(Image location labeling entries)
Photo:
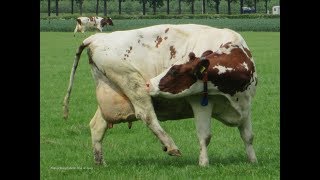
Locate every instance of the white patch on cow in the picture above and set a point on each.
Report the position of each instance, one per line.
(244, 64)
(222, 69)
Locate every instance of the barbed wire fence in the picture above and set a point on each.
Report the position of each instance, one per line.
(131, 7)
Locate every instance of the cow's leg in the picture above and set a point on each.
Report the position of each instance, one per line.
(98, 128)
(99, 28)
(202, 115)
(75, 31)
(247, 136)
(133, 86)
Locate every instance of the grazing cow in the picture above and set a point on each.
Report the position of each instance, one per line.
(85, 22)
(123, 62)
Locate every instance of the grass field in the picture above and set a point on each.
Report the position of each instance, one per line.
(65, 146)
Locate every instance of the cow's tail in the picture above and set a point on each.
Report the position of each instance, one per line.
(73, 71)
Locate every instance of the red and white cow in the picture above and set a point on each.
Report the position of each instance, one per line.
(223, 82)
(86, 22)
(123, 62)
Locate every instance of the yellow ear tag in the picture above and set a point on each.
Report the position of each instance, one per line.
(202, 69)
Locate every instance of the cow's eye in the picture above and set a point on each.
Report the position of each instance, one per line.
(173, 72)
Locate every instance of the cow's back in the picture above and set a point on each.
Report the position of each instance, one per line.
(153, 49)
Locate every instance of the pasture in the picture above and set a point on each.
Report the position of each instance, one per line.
(65, 146)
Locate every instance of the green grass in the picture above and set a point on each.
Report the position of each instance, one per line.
(136, 153)
(256, 24)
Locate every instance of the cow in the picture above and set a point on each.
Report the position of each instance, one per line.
(123, 65)
(223, 82)
(93, 21)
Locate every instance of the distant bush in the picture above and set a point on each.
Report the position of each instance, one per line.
(253, 24)
(165, 16)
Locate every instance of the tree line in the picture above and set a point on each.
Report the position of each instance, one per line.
(154, 4)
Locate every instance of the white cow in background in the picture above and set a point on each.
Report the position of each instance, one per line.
(124, 62)
(85, 22)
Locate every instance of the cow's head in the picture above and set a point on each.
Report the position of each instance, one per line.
(230, 69)
(106, 21)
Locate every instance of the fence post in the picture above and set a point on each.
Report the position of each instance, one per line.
(49, 10)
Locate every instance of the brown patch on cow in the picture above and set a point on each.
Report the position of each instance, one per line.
(235, 80)
(90, 56)
(129, 124)
(172, 52)
(158, 41)
(206, 53)
(129, 50)
(248, 52)
(226, 45)
(181, 77)
(192, 56)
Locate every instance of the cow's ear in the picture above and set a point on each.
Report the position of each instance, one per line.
(201, 67)
(192, 56)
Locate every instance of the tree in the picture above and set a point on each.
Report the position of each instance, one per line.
(217, 4)
(241, 5)
(179, 7)
(120, 6)
(49, 9)
(105, 7)
(266, 5)
(97, 7)
(154, 3)
(72, 6)
(57, 7)
(229, 5)
(168, 7)
(203, 6)
(144, 7)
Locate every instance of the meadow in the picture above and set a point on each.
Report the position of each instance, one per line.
(65, 145)
(251, 24)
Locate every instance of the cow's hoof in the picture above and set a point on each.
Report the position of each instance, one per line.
(174, 152)
(253, 160)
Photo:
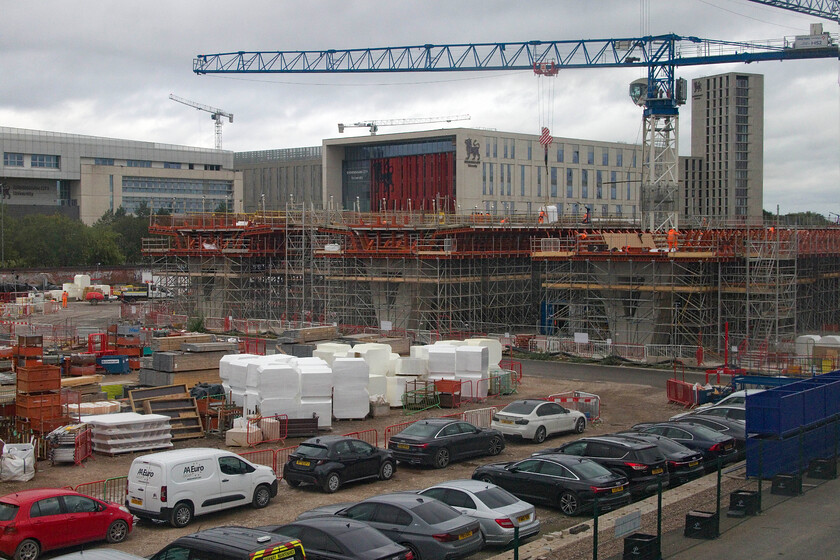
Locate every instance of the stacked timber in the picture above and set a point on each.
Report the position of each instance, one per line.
(194, 362)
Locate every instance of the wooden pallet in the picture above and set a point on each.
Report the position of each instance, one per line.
(138, 396)
(183, 413)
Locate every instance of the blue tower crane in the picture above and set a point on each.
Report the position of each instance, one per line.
(660, 94)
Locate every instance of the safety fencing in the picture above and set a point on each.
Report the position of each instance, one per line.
(109, 489)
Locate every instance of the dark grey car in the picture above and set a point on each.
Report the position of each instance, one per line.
(430, 529)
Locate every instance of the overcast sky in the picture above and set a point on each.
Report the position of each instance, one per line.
(107, 69)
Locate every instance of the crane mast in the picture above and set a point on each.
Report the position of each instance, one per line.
(374, 125)
(216, 114)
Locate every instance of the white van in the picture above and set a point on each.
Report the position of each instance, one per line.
(175, 485)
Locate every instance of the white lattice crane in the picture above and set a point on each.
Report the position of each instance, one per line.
(374, 125)
(215, 114)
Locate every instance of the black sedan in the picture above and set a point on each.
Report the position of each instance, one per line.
(684, 464)
(437, 441)
(569, 483)
(714, 445)
(335, 538)
(330, 461)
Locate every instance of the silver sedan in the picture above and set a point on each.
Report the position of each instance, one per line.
(497, 510)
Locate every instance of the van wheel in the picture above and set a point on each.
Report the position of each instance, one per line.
(332, 483)
(181, 515)
(117, 532)
(262, 495)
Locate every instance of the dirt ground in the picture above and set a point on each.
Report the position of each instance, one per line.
(622, 406)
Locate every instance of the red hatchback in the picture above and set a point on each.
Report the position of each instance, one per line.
(32, 521)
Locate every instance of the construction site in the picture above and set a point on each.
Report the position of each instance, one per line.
(600, 288)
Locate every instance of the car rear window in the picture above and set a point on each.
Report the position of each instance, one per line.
(496, 497)
(366, 538)
(7, 511)
(433, 512)
(649, 455)
(588, 469)
(421, 429)
(312, 451)
(520, 407)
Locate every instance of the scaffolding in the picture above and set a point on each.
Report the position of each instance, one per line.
(462, 275)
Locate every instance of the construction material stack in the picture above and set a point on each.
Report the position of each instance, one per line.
(38, 389)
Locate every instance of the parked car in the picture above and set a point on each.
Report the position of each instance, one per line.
(641, 463)
(497, 510)
(729, 411)
(736, 429)
(535, 419)
(437, 441)
(335, 538)
(34, 521)
(568, 483)
(430, 529)
(714, 445)
(176, 485)
(332, 461)
(684, 464)
(232, 543)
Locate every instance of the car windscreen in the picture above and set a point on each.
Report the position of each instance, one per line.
(311, 451)
(496, 497)
(421, 429)
(587, 469)
(707, 433)
(363, 539)
(7, 511)
(520, 407)
(433, 512)
(649, 455)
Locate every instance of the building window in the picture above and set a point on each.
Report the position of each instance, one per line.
(45, 161)
(11, 159)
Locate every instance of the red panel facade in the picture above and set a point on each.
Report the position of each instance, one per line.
(427, 180)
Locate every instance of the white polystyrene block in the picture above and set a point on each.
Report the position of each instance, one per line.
(411, 366)
(350, 372)
(376, 355)
(321, 407)
(288, 406)
(316, 384)
(471, 359)
(377, 385)
(441, 359)
(494, 348)
(392, 363)
(351, 404)
(278, 380)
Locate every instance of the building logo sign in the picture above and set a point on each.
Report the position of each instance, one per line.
(473, 153)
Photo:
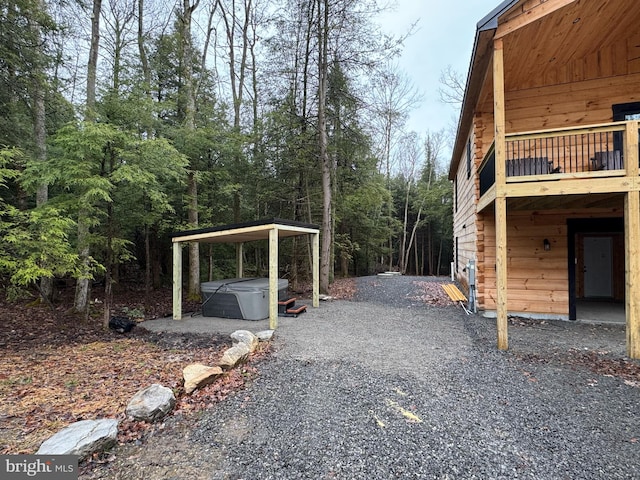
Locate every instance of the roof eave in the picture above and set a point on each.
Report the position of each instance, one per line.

Exercise description >> Reproduce each record above by retyping it exactly; omit all images.

Written solution >>
Photo:
Locate every instance of the white patch on cow in the picture above and set a point on each.
Report the position of each instance, one per line.
(244, 64)
(222, 69)
Locate every instance of the barbed wire fence in the picture above and set a point on each.
Report the position of each instance, one per line.
(131, 7)
Locate every instance of the cow's leg in the picture above and set a point on each.
Report the position of each instance, one per line.
(98, 128)
(99, 28)
(202, 115)
(75, 31)
(247, 136)
(133, 86)
Locate every instance of the grazing cow in the picture above and set a point on each.
Report the position of each instance, one per line.
(85, 22)
(123, 62)
Locate every instance of the grass field in the picture above and set a point on each.
Report the position of each instance, one per line.
(65, 146)
Locate every instance of the cow's tail in the picture above and set a point on each.
Report the position of each instance, one per line.
(73, 71)
Locate every instance of the red and white cow in the picture above and set a point on each.
Report the position of each instance, one per line.
(223, 82)
(86, 22)
(123, 62)
Locate every instance of the yellow ear tag in the picture above and set a point on each.
Report the position of each instance, one per line.
(202, 69)
Locate every instance of the cow's eye in the picture above and set a point on each.
Report the position of each instance, one per line.
(173, 72)
Locate every instance of the cow's back in the picture above and set a point on each.
Report the position of each instance, one per line.
(153, 49)
Locate every instance of the pasture in the picture above and set a point on each.
Report the position of each instance, one per line.
(65, 146)
Locate every instance of the green grass in the picture above and set a point on each.
Report the position of each instance, one per line.
(136, 153)
(256, 24)
Locate every instance of the cow in the picture above and set a point on each.
Report the position of each instance, one per line.
(123, 65)
(223, 82)
(93, 21)
Locate every instance of the distant bush in the picture above and set a point on each.
Report the position of each instance, one per line.
(253, 24)
(165, 16)
Locate every instance of the tree line in the picture above and set a point on each.
Report the position of each instance, one per line.
(154, 4)
Locate every instance of the white cow in background in the picture above and set a point on each.
Report the position of each instance, one per line.
(124, 62)
(85, 22)
Locate every instance of the cow's head in the picture above and set a point on each.
Report the position of each instance, one per line.
(230, 69)
(106, 21)
Locate every instance of the fence post in the picture above and set a point on each.
Report the position of each instance, one per line.
(49, 10)
Locate every instance of the brown patch on cow in the picture above and set a point on each.
Report the position of each instance, one per line.
(235, 80)
(90, 56)
(129, 124)
(172, 52)
(158, 41)
(206, 53)
(129, 50)
(248, 52)
(226, 45)
(181, 77)
(192, 56)
Locate every instance of the cow's ear in the picture above and set a point on each.
Report the position of each instance, one per line.
(201, 67)
(192, 56)
Locate every instance of the tree in the picture above and set a point on each.
Report the position of each instance, one per line.
(217, 4)
(241, 5)
(179, 7)
(120, 6)
(49, 9)
(105, 7)
(266, 5)
(97, 7)
(154, 3)
(72, 6)
(57, 7)
(229, 5)
(168, 7)
(203, 6)
(144, 7)
Locate every instance of the meadow in the picture above and set a point on each.
Report the position of each instance, one per line.
(65, 145)
(251, 24)
Locate every instance of the cow's hoof in the picture above and set a point on each.
Report the position of each instance, one per line.
(174, 152)
(253, 160)
Photo:
Locate every instance of the stacked timber in the picture above and set a point on each.
Report the position of each instance, one per line.
(194, 362)
Locate every instance of the wooden pallet in the picture above and set a point on each.
Report the position of each instance, one per line.
(138, 396)
(183, 413)
Locate every instance of the blue tower crane in the picture above and set a point on each.
Report the position of each instance, one per line.
(660, 94)
Locate every instance of the safety fencing in the picture above and set a point on each.
Report the position of each instance, one per line.
(109, 489)
Locate every instance of the dark grey car in the picture above and set a point on each.
Report the position of each instance, one per line.
(430, 529)
Locate every instance of the overcast sky in the picture above and set a point on each.
Report the position of each instance, one per line.
(107, 69)
Locate every instance of the crane mast in the picture above and set a point on each.
Report the position of each instance, one per line.
(374, 125)
(216, 114)
Locate every instance of the white van in the picture above and set a point on each.
Report the position of each instance, one per line.
(175, 485)
Locate every instance of the white lattice crane in the picture above and set a point on each.
Report the position of each instance, one per line.
(374, 125)
(215, 114)
Locate every instance of the black sedan in the picture above and set a point on each.
Report the position of each instance, one per line.
(684, 464)
(437, 441)
(569, 483)
(714, 445)
(335, 538)
(330, 461)
Locate every instance of the silver sedan in the picture above and set a point on each.
Report the position of each instance, one per line.
(497, 510)
Locate every instance of the van wheel in the picture above and set a point on each.
Report the position of each instance, one per line.
(332, 483)
(181, 515)
(117, 532)
(262, 495)
Locate every instance of the dirt ground in the picture above and set a point on each.
Report the position of each instance, one per line.
(622, 406)
Locate every instance of the red hatchback in the picture above and set a point on each.
Report the position of each instance, one per line.
(32, 521)
Locate every instance of the construction site in the picture above and set a point on each.
Report the position of each instance, one per line.
(600, 288)
Locate every instance of the car rear window in the picture above and set a point on each.
Report the position of each instance, one per line.
(496, 497)
(366, 538)
(7, 511)
(433, 512)
(649, 455)
(588, 469)
(421, 429)
(312, 451)
(520, 407)
Locate every instance of the scaffolding in the picture above and set a point on each.
Report the position of each instance, one per line.
(462, 275)
Locate every instance of the construction material stack in the picture above and set a point on each.
Report the position of each instance, one per line.
(38, 389)
Locate every instance of the parked car in the picture above and set a point on each.
Report the position of each instance, one per line.
(641, 463)
(497, 510)
(729, 411)
(736, 429)
(535, 419)
(437, 441)
(335, 538)
(34, 521)
(568, 483)
(430, 529)
(714, 445)
(176, 485)
(332, 461)
(684, 464)
(232, 543)
Locate every instance of the car windscreen in the picture above and set a point on each.
Report the position of each instance, one per line.
(311, 451)
(496, 497)
(421, 429)
(587, 469)
(707, 433)
(363, 539)
(7, 511)
(520, 407)
(433, 512)
(649, 455)
Locate every instance of the building window in the picture above and set a point on each.
Report the position of each instance, one per line.
(45, 161)
(11, 159)
Locate every instance of the red panel facade in the picture above and set a point on each.
Report the position of each instance, one per line.
(427, 180)
Locate every instance of the white polystyrene block in the picture above and set a point on each.
Report the position of each instance, one per line.
(411, 366)
(350, 372)
(376, 355)
(321, 407)
(288, 406)
(316, 384)
(471, 359)
(377, 385)
(441, 359)
(494, 348)
(392, 363)
(351, 404)
(278, 380)
Locate every instance of the building logo sign in the picture above and set a point on each.
Report the position of each instance, one per line.
(473, 153)
Photo:
Locate every instance of the roof eave in the picture above and set a point on each.
Report the position of each instance, one per line.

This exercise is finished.